DOCUMENT EXCERPT:
Officials said the massive culling exercise in the region that reported India's first case of the global disease was likely to be completed by early Thursday.
India's first confirmed case of the H5N1 strain of avian influenza was reported Saturday from Navapur village in Nandurbar district, some 300 km from here, after tests were conducted on thousands of dead chicken.
Authorities say they have not come across any case of human avian influenza in the country.
"We had sent over 100 blood samples from the suspected people in the Nandurbar district in the last couple of days. The results are expected soon," said a health department official on telephone from Navapur.
"Once we get the test results, we will decide the next course of action. As of now there is no confirmed case of human avian influenza anywhere in Maharashtra," said the official.
The official said a total of 12 people have been kept under medical observation in Nandurbar hospitals after they reported flu-like symptoms. The door-to-door survey in the affected region had also been intensified.
The culling of birds is continuing in Nandurbar, with the authorities extending the area marked for the exercise as a "precautionary measure".
Earlier, the government had decided to cull all birds within a radius of three kilometres of the area where the infected birds were found. The area has now been extended to 10 km.
Over 60 teams of doctors and over 100 poultry workers are carrying out mass culling operations wearing masks and other protective gear. Over 150,000 birds have been exterminated.
The government has offered farmers compensation of Rs.40 for every bird culled. Poultry farmers say this is too meagre to help them tide over their massive losses.
Known to spread to human beings, the H5N1 strain of bird flu has resulted in nearly 100 human casualties across Southeast Asia, mostly in Vietnam. It has so far been reported in seven countries.
India is the world's sixth largest producer of eggs and the fifth largest producer of broiler chicken. It produced 43 billion eggs and 1.7 billion broilers in 2005, according to industry estimates.

DIRECTIONS:
a. From the bird flu report, copy the passage starting at "The culling of" and ending at "their massive losses.".
b. Answer these questions from the bird flu report:
(i) How many people have been kept under medical observation in Nandurbar hospitals?
(ii) What compensation has the government offered farmers for each bird culled?
(iii) How many broilers did India produce in 2005, according to industry estimates?

RECORDED DATA:
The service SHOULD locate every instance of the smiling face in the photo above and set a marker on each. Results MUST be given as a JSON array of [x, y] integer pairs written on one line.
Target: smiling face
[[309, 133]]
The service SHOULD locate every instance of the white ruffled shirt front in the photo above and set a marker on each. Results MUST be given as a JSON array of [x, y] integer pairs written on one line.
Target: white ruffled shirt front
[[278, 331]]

* * *

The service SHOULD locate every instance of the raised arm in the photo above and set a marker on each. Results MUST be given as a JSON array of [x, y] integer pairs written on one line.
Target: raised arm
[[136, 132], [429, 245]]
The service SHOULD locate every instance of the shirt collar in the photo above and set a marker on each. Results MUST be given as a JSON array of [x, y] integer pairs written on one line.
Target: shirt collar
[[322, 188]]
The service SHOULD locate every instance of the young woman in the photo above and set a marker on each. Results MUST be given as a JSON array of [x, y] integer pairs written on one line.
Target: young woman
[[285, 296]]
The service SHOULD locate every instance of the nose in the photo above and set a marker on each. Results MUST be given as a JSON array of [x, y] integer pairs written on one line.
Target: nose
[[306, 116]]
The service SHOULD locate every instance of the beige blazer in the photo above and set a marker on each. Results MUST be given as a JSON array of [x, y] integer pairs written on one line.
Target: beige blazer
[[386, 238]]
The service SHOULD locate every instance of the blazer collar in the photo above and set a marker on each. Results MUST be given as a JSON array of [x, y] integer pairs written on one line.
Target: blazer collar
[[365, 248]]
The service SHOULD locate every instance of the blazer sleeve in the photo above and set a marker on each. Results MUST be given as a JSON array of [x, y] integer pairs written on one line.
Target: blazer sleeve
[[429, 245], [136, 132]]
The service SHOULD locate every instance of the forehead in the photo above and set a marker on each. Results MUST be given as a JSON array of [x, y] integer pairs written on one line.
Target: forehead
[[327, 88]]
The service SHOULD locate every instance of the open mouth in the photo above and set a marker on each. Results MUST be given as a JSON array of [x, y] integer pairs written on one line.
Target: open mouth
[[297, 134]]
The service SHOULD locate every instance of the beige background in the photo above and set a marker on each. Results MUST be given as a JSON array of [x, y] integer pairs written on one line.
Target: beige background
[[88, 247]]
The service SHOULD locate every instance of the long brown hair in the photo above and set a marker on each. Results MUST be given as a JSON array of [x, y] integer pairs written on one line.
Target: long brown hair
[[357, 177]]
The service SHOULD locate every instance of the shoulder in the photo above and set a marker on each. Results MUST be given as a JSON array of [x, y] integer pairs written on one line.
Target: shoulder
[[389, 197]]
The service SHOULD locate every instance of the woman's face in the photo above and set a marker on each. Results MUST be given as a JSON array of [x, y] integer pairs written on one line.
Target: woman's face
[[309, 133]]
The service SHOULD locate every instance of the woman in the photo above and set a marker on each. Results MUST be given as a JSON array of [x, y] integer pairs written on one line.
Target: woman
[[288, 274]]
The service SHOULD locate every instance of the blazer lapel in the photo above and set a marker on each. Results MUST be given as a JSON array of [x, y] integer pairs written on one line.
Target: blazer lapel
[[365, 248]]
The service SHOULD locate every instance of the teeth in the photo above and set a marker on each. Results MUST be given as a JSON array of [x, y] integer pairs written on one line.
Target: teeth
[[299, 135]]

...

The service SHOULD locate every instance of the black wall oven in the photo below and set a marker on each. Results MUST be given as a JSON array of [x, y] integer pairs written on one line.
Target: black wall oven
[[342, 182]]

PER-TASK OUTPUTS:
a.
The culling of birds is continuing in Nandurbar, with the authorities extending the area marked for the exercise as a "precautionary measure".
Earlier, the government had decided to cull all birds within a radius of three kilometres of the area where the infected birds were found. The area has now been extended to 10 km.
Over 60 teams of doctors and over 100 poultry workers are carrying out mass culling operations wearing masks and other protective gear. Over 150,000 birds have been exterminated.
The government has offered farmers compensation of Rs.40 for every bird culled. Poultry farmers say this is too meagre to help them tide over their massive losses.

b.
(i) 12 people
(ii) Rs.40 per bird
(iii) 1.7 billion